**WHAT THIS TASK INVOLVES**
Could you rewrite everything from the row containing "[point] every instance of the dark" down to the end of the rows, changing "street lamp" to "streetlight" and keeping everything else unchanged?

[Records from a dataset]
....
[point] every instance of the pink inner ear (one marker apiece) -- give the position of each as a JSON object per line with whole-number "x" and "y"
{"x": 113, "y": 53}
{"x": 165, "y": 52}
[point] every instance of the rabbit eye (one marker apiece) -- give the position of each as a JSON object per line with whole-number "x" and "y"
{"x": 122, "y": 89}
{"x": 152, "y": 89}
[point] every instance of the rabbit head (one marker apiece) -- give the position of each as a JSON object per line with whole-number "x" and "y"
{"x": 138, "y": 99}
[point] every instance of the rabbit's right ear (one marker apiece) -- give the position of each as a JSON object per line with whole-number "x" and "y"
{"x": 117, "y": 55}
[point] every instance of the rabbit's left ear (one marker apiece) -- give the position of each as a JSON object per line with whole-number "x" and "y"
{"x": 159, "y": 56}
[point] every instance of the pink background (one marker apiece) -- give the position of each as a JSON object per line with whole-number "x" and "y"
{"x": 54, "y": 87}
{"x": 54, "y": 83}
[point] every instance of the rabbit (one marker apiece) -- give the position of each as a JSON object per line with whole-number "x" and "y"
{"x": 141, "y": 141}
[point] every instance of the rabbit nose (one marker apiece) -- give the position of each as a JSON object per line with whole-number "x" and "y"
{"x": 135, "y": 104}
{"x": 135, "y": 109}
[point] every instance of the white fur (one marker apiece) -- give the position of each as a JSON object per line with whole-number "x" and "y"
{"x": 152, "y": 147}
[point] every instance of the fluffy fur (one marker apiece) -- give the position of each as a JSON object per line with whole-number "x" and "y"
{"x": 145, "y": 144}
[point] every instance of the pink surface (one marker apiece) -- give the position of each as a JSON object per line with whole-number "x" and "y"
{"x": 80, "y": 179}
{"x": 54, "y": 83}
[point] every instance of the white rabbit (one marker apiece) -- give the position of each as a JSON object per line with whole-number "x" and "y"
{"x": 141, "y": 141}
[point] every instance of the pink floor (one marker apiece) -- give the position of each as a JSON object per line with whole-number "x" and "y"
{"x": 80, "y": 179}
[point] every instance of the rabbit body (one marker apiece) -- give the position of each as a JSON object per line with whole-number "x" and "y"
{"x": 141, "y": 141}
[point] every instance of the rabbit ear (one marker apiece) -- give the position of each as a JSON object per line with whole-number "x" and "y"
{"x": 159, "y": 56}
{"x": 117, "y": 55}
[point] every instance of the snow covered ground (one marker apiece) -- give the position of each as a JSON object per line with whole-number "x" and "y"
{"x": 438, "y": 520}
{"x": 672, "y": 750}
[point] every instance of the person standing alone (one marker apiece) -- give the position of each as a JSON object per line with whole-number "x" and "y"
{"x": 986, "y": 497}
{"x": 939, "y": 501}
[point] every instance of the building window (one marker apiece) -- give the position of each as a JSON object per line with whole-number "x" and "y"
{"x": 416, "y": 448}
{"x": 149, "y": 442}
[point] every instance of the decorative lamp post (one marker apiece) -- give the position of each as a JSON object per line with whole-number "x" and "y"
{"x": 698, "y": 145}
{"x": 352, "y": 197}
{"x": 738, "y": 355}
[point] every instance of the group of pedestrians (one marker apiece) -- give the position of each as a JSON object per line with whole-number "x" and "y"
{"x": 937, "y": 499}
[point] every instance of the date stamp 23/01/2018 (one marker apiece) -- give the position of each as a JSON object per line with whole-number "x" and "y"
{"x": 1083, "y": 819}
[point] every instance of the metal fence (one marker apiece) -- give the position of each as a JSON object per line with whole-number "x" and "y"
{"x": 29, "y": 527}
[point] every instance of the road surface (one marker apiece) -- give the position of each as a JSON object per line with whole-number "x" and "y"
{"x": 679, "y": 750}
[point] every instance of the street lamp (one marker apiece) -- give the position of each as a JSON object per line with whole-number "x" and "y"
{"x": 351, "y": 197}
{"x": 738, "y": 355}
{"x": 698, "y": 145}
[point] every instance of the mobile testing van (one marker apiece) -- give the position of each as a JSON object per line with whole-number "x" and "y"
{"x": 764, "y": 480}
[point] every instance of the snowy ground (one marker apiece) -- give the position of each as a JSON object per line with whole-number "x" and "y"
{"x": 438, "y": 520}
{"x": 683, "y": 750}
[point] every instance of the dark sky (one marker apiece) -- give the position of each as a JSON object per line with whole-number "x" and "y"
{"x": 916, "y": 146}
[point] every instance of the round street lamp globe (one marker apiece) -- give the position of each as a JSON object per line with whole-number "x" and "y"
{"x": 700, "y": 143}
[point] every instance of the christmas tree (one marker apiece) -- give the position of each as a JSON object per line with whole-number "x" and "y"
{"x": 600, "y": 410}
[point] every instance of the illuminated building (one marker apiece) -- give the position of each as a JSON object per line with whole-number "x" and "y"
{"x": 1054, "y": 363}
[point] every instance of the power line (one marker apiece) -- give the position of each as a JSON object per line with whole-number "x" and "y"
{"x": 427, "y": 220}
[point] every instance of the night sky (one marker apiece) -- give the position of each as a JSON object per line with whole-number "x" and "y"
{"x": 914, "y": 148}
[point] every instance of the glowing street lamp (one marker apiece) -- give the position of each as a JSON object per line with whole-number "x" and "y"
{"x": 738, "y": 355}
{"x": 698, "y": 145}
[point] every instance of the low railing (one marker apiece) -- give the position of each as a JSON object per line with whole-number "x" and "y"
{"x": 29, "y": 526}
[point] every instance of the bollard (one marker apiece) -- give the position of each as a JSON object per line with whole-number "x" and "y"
....
**EXERCISE SOLUTION**
[point] every instance of the dark sky (one marker apiece) -- give the position of each as a JSON object per line with whole-number "x" and "y"
{"x": 916, "y": 146}
[point] every instance of the round streetlight globe (one marker apiece) -- give the position of each as a JSON object per line with whole-number "x" and "y"
{"x": 700, "y": 143}
[point] every instance of the christmas tree (one marker apiece) -- give the position of each as a JSON object per line with whole-number "x" and "y"
{"x": 600, "y": 410}
[point] every instance of the illuminated building (one marker apiece) -- give the position of each as a JSON object per line with whole-number "x" and "y"
{"x": 1054, "y": 363}
[point] every instance of the power line (one marker apiece) -- give the position of each as a JSON object per line with whole-number "x" and "y"
{"x": 427, "y": 220}
[point] every instance of the night sky (one marker apiece) -- give the position of each as a JSON object per line with whole-number "x" and "y"
{"x": 914, "y": 148}
[point] every instance of the glowing streetlight (one marker apiece) -- give the position of each as a JSON object per line with whole-number "x" and "y"
{"x": 738, "y": 355}
{"x": 698, "y": 145}
[point] every instance of the low railing (one marker apiece) -- give the position of each as a JSON object per line with whole-number "x" and "y"
{"x": 29, "y": 526}
[point] every instance of the bollard (one marker apiece) -- give the position of each as a JSON object per line with whole-number "x" and "y"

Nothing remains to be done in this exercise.